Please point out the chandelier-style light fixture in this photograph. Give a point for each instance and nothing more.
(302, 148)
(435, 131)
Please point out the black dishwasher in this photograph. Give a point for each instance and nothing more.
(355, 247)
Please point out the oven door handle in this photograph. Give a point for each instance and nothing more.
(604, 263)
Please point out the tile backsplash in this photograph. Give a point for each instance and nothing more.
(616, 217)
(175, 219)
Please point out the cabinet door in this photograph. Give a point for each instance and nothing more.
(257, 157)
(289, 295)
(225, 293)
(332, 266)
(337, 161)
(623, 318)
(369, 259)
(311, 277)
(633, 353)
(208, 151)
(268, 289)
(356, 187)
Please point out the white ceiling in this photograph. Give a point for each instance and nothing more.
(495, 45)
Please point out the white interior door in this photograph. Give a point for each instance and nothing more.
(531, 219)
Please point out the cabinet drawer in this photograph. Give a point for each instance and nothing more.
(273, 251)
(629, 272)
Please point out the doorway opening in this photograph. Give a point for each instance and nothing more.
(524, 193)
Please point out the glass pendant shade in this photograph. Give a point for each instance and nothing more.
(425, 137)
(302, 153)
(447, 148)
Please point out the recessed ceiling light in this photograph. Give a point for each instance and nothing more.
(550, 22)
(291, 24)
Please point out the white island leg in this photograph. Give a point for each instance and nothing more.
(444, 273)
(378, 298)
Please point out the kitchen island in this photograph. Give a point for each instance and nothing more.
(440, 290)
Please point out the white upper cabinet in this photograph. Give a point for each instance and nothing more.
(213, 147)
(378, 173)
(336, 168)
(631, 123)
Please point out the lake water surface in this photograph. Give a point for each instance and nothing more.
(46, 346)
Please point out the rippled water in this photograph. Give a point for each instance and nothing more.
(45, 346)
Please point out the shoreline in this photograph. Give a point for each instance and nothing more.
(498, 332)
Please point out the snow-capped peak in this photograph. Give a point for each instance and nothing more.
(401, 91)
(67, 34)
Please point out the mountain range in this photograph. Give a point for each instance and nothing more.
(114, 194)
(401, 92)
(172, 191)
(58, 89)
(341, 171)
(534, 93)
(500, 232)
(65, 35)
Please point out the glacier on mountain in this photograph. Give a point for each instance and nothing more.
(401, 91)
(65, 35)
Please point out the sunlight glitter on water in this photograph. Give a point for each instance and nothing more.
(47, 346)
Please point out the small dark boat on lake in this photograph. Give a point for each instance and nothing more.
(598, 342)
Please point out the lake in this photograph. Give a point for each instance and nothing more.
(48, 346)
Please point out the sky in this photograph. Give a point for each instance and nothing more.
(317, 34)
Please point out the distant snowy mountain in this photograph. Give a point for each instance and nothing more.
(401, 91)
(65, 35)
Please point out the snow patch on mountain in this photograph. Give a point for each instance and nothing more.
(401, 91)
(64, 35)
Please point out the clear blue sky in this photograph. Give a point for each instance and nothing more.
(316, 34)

--- --- ---

Problem details: Write the whole of the data out again exactly as it stands.

Reply to the exercise:
Please point out the chandelier-style light fixture in this photograph. Give a point for each instance and nothing more.
(302, 148)
(435, 131)
Please point out the black dishwasher in this photograph. Give a point for each instance and nothing more.
(355, 247)
Please point out the oven door handle in this photograph. Give a point for each instance and nothing more.
(604, 263)
Please point out the tile backsplash in this photograph. Give a point for each instance and nothing more.
(616, 217)
(175, 219)
Please point out the cabinet door in this photograph. Give a point for each instance and nothing more.
(257, 157)
(289, 295)
(225, 293)
(332, 266)
(337, 161)
(623, 318)
(369, 259)
(311, 277)
(633, 353)
(208, 151)
(268, 289)
(356, 187)
Please point out the white ceiling in this photograph. Give a point for each instance and nothing more.
(495, 45)
Please point out the white interior door in this photograph. Give a point for each instance and nothing more.
(531, 219)
Please point out the cabinet drawer in this photograph. Give a point for each instance and nothing more.
(273, 251)
(629, 272)
Please point out the doorway opening in this photograph. Give a point for each instance and nothing more.
(524, 193)
Please point out the glass pendant shade in this photograph. Give a point for each instance and nothing more.
(425, 137)
(302, 153)
(447, 148)
Please point out the recessed ceiling light in this photograph. Give a point for each instance and nothing more.
(550, 22)
(291, 24)
Please point out the white island leg in this photograph. Give a point for each instance and nothing more.
(444, 273)
(378, 298)
Please point out the kitchen island in this photograph. Give a point for each instance and nothing more.
(440, 290)
Please point out the white upper cabinet in this photograph. Give a point for each instance and nothing more.
(213, 147)
(378, 173)
(336, 168)
(631, 123)
Please point out the lake water surface in this photograph. Give a point for each instance and nothing more.
(46, 346)
Please point out the rippled water in this photograph. Give a point for each instance and nothing more.
(45, 346)
Please point out the shoreline in this photograph. Give a point for each instance and nothing more.
(498, 332)
Please point out the snow-capped peak in this photograph. Give a point for each instance and nothing more.
(401, 91)
(67, 34)
Please point out the mountain range in this photograph. Give a point for each instance and nothing more.
(114, 194)
(401, 92)
(172, 191)
(58, 89)
(341, 171)
(534, 93)
(500, 232)
(65, 35)
Please point out the glacier on mountain in this photograph. Give a point for each instance and nothing more.
(401, 91)
(65, 35)
Please point out the sunlight glitter on water in this photograph. Give a point for each instance and nothing more.
(47, 346)
Please point out the small dark boat on lake in this photograph. Give a point for each instance and nothing more.
(598, 342)
Please point out the lake in this photograph. Give a point for each instance and nothing more.
(48, 346)
Please point out the sky in this photograph. Give a point for each instance and nothing more.
(317, 34)
Please point out the distant snowy mountain in this photograph. Give a point for each instance and nothing more.
(401, 91)
(65, 35)
Please point out the snow patch on mountain in this photograph. Give a point for each instance and nothing more.
(401, 91)
(64, 35)
Please point out the clear blue sky in this photograph. Give a point for each instance and nothing more.
(316, 34)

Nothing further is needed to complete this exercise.